(Text section)

I’m among the diminishing few who, in spite of ongoing market capitulation, ardently believe in Bitcoin’s potential to be a profoundly superior alternative to both fiat money and our legacy financial system. But even if you don’t share this sentiment or know enough to have an opinion, emerging competition in this space should be a welcome development for literally anyone with a bank account, and even more so for the two billion unbanked who are completely excluded from the global economy.

The good news for Bitcoin is that the bar in this competition isn’t set too high…anyone who’s old enough to remember the economic meltdown of 2008 has reservations about the integrity of the politicians, bankers and regulators who manage our financial system. Centralized control of monetary supply engenders political corruption, inflation, and currency devaluation, so it’s no wonder there’s such low confidence in our economic leaders. The bad news for Bitcoin is that humans are fundamentally resistant to change and it will take a whole lot of convincing for the world to truly embrace Bitcoin’s long term value proposition. For mass adoption to eventually take hold, and notwithstanding Bitcoin’s price volatility, the world has to be categorically persuaded that it has merit in three realms:

  1. Sound Money — bitcoin as a currency must be more resistant to long-term devaluation than fiat money
  2. Security — Bitcoin as a payment network must be more secure than the technology used by banks
  3. Reliability — Bitcoin as a payment network must be more reliable, cheaper and more efficient than our current financial system

With nearly ten years of performance behind us, it’s increasingly evident that Bitcoin — the best performing asset class over the past decade — has successfully positioned itself to outperform the competition where it counts:

Sound Money

Unlike any other currency used in the history of civilization, the number of bitcoins that will ever exist is capped at 21 million. By design, there will never be more than 21 million bitcoins in circulation. A fixed quantity is released in small batches every ten minutes, and every four years the amount of bitcoins included in these batches gets reduced by half. This core feature transforms bitcoins into increasingly scarce assets with an inflation schedule that diminishes at a predictable rate over time, until reaching zero when the last fraction of a bitcoin is brought into existence. The decentralized consensus mechanisms that govern Bitcoin’s monetary policy (some of which are mentioned in the section that follows) make it extremely difficult for any one party to change these rules.

(End Text section)
(Input data)

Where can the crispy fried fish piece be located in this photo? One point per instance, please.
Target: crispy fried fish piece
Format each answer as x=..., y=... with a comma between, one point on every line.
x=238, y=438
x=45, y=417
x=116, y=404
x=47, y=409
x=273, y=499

(End Input data)

> **To do**:
(a) According to the Bitcoin passage, how often does the amount of bitcoins in each released batch get cut in half?
(b) For each statement, say whether it agrees with the Bitcoin passage, and quote the words that decide it. (i) The number of bitcoins that will ever exist is limited to 21 million. (ii) New bitcoins are released in small batches once every hour. (iii) Two billion people are unbanked.
(c) Write a continuation of the Bitcoin passage that picks up from where it stops.
The entries are not needed for this work.

> **Solved tasks**:
(a) Every four years.

(b)
(i) Yes: "the number of bitcoins that will ever exist is capped at 21 million"
(ii) No: "A fixed quantity is released in small batches every ten minutes"
(iii) Yes: "the two billion unbanked who are completely excluded from the global economy"

(c)
Source: ihodl

Bottom line — The economic scarcity principle suggests that high-demand scarce resources increase in value as the supply diminishes. This means that over time, and as demand increases, bitcoins will be far more resistant to devaluation than fiat money which is unlimited in supply and freely printed by potentially unscrupulous central bankers.

Security

Bitcoin’s software code has a number of built-in features that keep it extremely secure and tamper-proof — critical attributes of any payment system. These security features are manifested in a highly decentralized environment using advanced cryptography.

Decentralization: Bitcoin doesn’t have a central point of failure because there is no single company or entity behind it. Rather, the Bitcoin network is comprised of many independent and globally distributed actors who are financially incentivized to cooperate and behave according to a common set of rigid rules.

  1. Miners — these tens of thousands of globally dispersed high-capacity computers are the backbone of Bitcoin’s blockchain — a publicly-accessible, digital ledger (or balance sheet) that records every bitcoin transaction ever authorized. Miners compete in an ongoing contest (every ten minutes) that rewards one participant with a fixed amount of bitcoins each time newly authorized transactions are grouped into a data block and then added to the blockchain. The individuals and companies who own mining computers stake significant financial resources (paid in computing power and electricity costs) for the opportunity to generate blocks and win bitcoins. Miners can either save the reward in hopes it will accrue value over time or to sell it back to the market for a profit.
  2. Developers — miners depend on hundreds of volunteer developers who maintain the software code that mining rigs use. These coders (who presumably hold some of their wealth in Bitcoin), provide the latest software features and improvements which give Bitcoin sustained value in the free market. Mining operations are incentivized to routinely update to new software releases or risk running an old implementation that becomes obsolete or contains unpatched vulnerabilities.
  3. Nodes — miners are also reliant on a majority consensus formed among thousands of geographically distributed nodes or computers whose sole purpose is to validate the legitimacy of newly-mined blocks. Nodes are owned and operated by private users and businesses (mining companies, cryptocurrency exchanges, wallet developers and crypto payment service providers) — without their confirmations, a miner’s block reward isn’t guaranteed.
  4. Investors and Traders — these are the early adopters, high net-worth individuals, speculators and institutions who pay market value price for the Bitcoins that cycle back through the market when sold off by miners. If they weren’t interested in owning Bitcoin, there wouldn’t be any purpose in expending real-world resources to mine them.
source: Bitnodes

While centralized pockets of influence within the constituencies mentioned above exist, it turns out that Bitcoin’s game theory-based economics incentivizes cooperation among distributed stakeholders to maintain a highly transparent, apolitical and secure monetary policy.

Bottom line — As Bitcoin gains adoption, its decentralized power structure will become far more resistant to corruption and manipulation, particularly when compared with the concentration of power that exists in the central banking system.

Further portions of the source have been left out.